* [OBJECTIVE]:
Render every line of the material below as a numbered list, omitting any blank lines.

Collected material
>>

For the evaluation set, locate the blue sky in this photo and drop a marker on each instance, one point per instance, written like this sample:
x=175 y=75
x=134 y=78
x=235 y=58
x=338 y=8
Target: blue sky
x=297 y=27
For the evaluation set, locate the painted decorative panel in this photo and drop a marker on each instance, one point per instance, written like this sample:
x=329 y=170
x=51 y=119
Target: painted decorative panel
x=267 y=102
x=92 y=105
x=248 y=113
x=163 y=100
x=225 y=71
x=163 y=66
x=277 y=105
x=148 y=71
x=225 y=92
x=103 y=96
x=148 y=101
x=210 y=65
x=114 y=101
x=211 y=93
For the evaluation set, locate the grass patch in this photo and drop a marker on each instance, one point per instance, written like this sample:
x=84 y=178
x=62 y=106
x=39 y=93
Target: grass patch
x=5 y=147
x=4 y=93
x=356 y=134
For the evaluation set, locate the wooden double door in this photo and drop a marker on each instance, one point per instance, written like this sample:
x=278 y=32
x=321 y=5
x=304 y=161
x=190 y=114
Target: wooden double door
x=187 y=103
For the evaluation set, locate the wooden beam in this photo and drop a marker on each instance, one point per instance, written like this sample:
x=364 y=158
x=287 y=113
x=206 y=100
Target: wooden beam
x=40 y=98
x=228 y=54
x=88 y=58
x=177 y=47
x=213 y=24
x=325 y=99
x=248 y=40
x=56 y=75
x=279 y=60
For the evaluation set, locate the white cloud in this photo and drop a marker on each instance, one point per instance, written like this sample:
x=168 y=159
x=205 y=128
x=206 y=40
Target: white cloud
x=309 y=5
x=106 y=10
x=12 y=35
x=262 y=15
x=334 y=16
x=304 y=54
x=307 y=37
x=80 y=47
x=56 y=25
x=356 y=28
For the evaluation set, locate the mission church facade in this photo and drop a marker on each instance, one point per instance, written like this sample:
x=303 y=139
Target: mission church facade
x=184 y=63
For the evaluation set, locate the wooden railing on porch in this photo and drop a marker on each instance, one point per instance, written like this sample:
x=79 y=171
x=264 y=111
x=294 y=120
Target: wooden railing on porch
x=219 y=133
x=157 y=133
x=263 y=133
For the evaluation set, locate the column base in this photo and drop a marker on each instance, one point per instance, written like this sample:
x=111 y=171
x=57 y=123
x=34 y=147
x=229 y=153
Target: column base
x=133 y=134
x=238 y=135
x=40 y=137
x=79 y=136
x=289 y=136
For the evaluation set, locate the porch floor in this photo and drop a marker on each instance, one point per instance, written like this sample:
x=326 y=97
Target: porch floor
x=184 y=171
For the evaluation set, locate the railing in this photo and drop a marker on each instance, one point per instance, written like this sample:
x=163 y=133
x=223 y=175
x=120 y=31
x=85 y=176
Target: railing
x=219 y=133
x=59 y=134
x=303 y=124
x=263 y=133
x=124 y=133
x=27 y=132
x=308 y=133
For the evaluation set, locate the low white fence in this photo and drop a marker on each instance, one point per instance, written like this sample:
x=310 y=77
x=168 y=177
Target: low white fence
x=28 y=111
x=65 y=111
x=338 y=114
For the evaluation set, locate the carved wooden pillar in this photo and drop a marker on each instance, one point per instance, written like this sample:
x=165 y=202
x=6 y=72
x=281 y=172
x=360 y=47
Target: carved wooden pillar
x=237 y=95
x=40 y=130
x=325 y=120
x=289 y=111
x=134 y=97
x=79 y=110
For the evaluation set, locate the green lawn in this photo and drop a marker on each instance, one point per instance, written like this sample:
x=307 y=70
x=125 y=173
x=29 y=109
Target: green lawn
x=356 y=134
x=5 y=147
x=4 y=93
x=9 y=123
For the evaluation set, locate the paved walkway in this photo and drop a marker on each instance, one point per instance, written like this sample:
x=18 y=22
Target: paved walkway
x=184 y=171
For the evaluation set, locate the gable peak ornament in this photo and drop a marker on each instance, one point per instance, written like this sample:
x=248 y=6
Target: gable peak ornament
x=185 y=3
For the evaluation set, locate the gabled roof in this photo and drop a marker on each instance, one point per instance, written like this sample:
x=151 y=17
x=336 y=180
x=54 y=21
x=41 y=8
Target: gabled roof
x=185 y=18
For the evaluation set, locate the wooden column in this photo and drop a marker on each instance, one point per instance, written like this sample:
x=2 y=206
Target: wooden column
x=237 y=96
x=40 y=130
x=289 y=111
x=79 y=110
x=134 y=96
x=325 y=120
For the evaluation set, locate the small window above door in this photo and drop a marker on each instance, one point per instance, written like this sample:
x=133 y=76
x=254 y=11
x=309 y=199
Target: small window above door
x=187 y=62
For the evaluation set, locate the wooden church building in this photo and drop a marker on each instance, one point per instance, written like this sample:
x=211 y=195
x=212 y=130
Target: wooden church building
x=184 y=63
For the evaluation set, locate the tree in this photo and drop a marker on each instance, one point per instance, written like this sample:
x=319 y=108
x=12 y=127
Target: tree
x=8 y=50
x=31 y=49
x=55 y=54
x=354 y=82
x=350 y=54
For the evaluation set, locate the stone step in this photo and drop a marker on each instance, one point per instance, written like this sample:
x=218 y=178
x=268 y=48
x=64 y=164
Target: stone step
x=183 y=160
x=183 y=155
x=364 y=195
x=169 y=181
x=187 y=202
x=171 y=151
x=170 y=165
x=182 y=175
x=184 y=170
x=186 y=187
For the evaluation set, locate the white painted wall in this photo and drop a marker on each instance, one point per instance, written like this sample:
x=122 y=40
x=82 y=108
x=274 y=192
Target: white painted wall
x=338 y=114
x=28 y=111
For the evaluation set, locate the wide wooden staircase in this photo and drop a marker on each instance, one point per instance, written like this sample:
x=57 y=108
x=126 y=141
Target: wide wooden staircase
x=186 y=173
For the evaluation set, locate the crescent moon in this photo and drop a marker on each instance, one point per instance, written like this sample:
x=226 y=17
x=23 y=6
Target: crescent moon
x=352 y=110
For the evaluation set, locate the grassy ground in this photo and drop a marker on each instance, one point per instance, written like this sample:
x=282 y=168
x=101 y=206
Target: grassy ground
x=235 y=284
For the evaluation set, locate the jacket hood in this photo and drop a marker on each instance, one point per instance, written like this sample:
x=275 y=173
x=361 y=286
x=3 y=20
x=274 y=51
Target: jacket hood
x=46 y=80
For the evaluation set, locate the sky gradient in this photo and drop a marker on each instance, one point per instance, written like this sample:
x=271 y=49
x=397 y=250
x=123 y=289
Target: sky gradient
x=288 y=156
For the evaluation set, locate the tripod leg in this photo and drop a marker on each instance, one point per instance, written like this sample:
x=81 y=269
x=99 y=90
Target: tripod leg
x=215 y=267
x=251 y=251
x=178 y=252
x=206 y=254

<<

* [THE OUTPUT]:
1. For the evaluation set, locate the blue sky in this photo and drop a marker on each instance, one point per instance, written like this sample:
2. x=175 y=75
3. x=134 y=78
4. x=235 y=58
5. x=338 y=8
6. Target: blue sky
7. x=297 y=27
8. For the evaluation set, locate the painted decorative panel in this photo and drop a marker on each instance, one point per instance, written like this sample:
9. x=329 y=170
10. x=51 y=119
11. Target: painted decorative panel
12. x=267 y=102
13. x=92 y=105
14. x=248 y=113
15. x=163 y=100
16. x=225 y=71
17. x=163 y=66
18. x=277 y=105
19. x=148 y=71
20. x=225 y=92
21. x=103 y=96
22. x=148 y=101
23. x=210 y=65
24. x=114 y=101
25. x=211 y=93
26. For the evaluation set, locate the grass patch in this photo and drop a marker on each instance, one point per instance, written like this sample:
27. x=84 y=178
28. x=62 y=106
29. x=39 y=93
30. Target: grass patch
31. x=5 y=147
32. x=4 y=93
33. x=356 y=134
34. For the evaluation set, locate the wooden double door in this photo and drop a marker on each instance, one point per instance, written like this sample:
35. x=278 y=32
36. x=321 y=5
37. x=304 y=161
38. x=190 y=114
39. Target: wooden double door
40. x=187 y=103
41. For the evaluation set, locate the wooden beam in this photo and drop a marker on each instance, one point per instance, written like this sample:
42. x=364 y=158
43. x=287 y=113
44. x=206 y=100
45. Target: wooden beam
46. x=40 y=98
47. x=228 y=54
48. x=88 y=58
49. x=177 y=47
50. x=213 y=24
51. x=325 y=99
52. x=248 y=40
53. x=56 y=75
54. x=279 y=60
55. For the evaluation set, locate the white cloud in this photo and drop a marker on each instance, one point per instance, written like this sample:
56. x=168 y=159
57. x=205 y=128
58. x=206 y=40
59. Target: white cloud
60. x=309 y=5
61. x=106 y=10
62. x=12 y=35
63. x=262 y=15
64. x=334 y=16
65. x=304 y=54
66. x=307 y=37
67. x=80 y=47
68. x=56 y=25
69. x=356 y=28
70. For the evaluation set, locate the mission church facade in this photo and drop a marker on each instance, one point per instance, written like this sample:
71. x=303 y=139
72. Target: mission church facade
73. x=184 y=63
74. For the evaluation set, locate the wooden railing on porch in this photo and drop a marker on each instance, one point per instance, written like this sample:
75. x=79 y=171
76. x=264 y=111
77. x=294 y=120
78. Target: wooden railing on porch
79. x=219 y=133
80. x=157 y=133
81. x=263 y=133
82. For the evaluation set, locate the column base in this photo and drop a marker on each instance, one point per instance, written like this sample:
83. x=111 y=171
84. x=57 y=123
85. x=34 y=147
86. x=229 y=153
87. Target: column base
88. x=133 y=134
89. x=238 y=135
90. x=40 y=137
91. x=79 y=136
92. x=289 y=136
93. For the evaluation set, locate the porch floor in this photo and drop a marker on each instance, one point per instance, written like this sample:
94. x=326 y=97
95. Target: porch floor
96. x=184 y=171
97. For the evaluation set, locate the railing in this photo and drop a marker on each instance, one point per instance, written like this sample:
98. x=163 y=133
99. x=223 y=175
100. x=120 y=31
101. x=85 y=176
102. Target: railing
103. x=219 y=133
104. x=59 y=134
105. x=303 y=124
106. x=263 y=133
107. x=124 y=133
108. x=27 y=132
109. x=308 y=133
110. For the evaluation set, locate the low white fence in this photo and drop a marker on each instance, one point per instance, written like this sample:
111. x=310 y=77
112. x=168 y=177
113. Target: low white fence
114. x=28 y=111
115. x=65 y=111
116. x=338 y=114
117. For the evaluation set, locate the carved wooden pillar in this photo and drop a marker on each instance, one point per instance, written like this sample:
118. x=165 y=202
119. x=6 y=72
120. x=281 y=172
121. x=360 y=47
122. Target: carved wooden pillar
123. x=237 y=95
124. x=40 y=130
125. x=325 y=120
126. x=289 y=111
127. x=134 y=97
128. x=79 y=110
129. For the evaluation set, locate the green lawn in this photo and drop a marker on each instance, one point per instance, written like this sample:
130. x=307 y=70
131. x=125 y=173
132. x=29 y=109
133. Target: green lawn
134. x=356 y=134
135. x=5 y=147
136. x=4 y=93
137. x=9 y=123
138. For the evaluation set, locate the paved walkway in this photo and drop a marker on each instance, one point per instance, written like this sample:
139. x=18 y=22
140. Target: paved walkway
141. x=184 y=171
142. For the evaluation set, locate the gable peak ornament in this photo and drop a marker on each instance, one point per instance, written like this sample:
143. x=248 y=6
144. Target: gable peak ornament
145. x=185 y=3
146. For the evaluation set, locate the gabled roof in this photo and drop a marker on each instance, one point per instance, written like this sample:
147. x=151 y=17
148. x=336 y=180
149. x=54 y=21
150. x=41 y=8
151. Target: gabled roof
152. x=185 y=18
153. For the evaluation set, locate the wooden column in this photo and drop a marker on each instance, one point per instance, written like this sample:
154. x=2 y=206
155. Target: wooden column
156. x=237 y=96
157. x=40 y=130
158. x=289 y=111
159. x=79 y=110
160. x=134 y=96
161. x=325 y=120
162. For the evaluation set, locate the small window above door in this photo and drop a marker on each instance, one point per instance, written like this sample:
163. x=133 y=76
164. x=254 y=11
165. x=309 y=199
166. Target: small window above door
167. x=187 y=62
168. For the evaluation set, locate the wooden church building in this photo and drop a marker on each instance, one point per instance, written like this sample:
169. x=211 y=195
170. x=212 y=130
171. Target: wooden church building
172. x=184 y=63
173. For the evaluation set, locate the tree in this photo and drop a marker on each instance, one point per instance, written like this sample:
174. x=319 y=108
175. x=12 y=127
176. Target: tree
177. x=8 y=50
178. x=31 y=49
179. x=55 y=54
180. x=354 y=82
181. x=350 y=54
182. For the evaluation set, locate the stone step in this photo and drop a marker on each instance, one point per instance, written like this sample:
183. x=218 y=178
184. x=268 y=48
185. x=64 y=164
186. Target: stone step
187. x=183 y=160
188. x=183 y=155
189. x=364 y=195
190. x=169 y=181
191. x=187 y=202
192. x=171 y=151
193. x=170 y=165
194. x=182 y=175
195. x=184 y=170
196. x=186 y=187
197. For the evaluation set, locate the white painted wall in this photo and drop a marker on each instance, one point per instance, written like this sample:
198. x=122 y=40
199. x=82 y=108
200. x=274 y=192
201. Target: white painted wall
202. x=338 y=114
203. x=28 y=111
204. For the evaluation set, locate the wide wooden staircase in this photo and drop a marker on each instance, one point per instance, written like this sample:
205. x=57 y=108
206. x=126 y=141
207. Target: wide wooden staircase
208. x=186 y=173
209. For the evaluation set, locate the crescent moon in this photo and drop a marker on each instance, one point per instance, written like this sample:
210. x=226 y=17
211. x=23 y=6
212. Target: crescent moon
213. x=352 y=110
214. For the evaluation set, locate the grassy ground in this photo and drop a marker on each instance, one point per instance, written like this sample:
215. x=282 y=168
216. x=101 y=206
217. Target: grassy ground
218. x=235 y=284
219. For the evaluation set, locate the jacket hood in this photo and drop a marker on each instance, one point per instance, written like this sample:
220. x=275 y=173
221. x=361 y=286
222. x=3 y=20
223. x=274 y=51
224. Target: jacket hood
225. x=46 y=80
226. For the evaluation set, locate the sky gradient in this photo and drop a marker on each instance, one point per instance, written like this sample:
227. x=271 y=49
228. x=397 y=250
229. x=123 y=289
230. Target: sky gradient
231. x=288 y=156
232. For the evaluation set, locate the tripod leg in this photo and drop a marker on each instance, one point per instance, written like this sample:
233. x=81 y=269
234. x=99 y=90
235. Target: tripod leg
236. x=215 y=267
237. x=251 y=251
238. x=178 y=252
239. x=206 y=254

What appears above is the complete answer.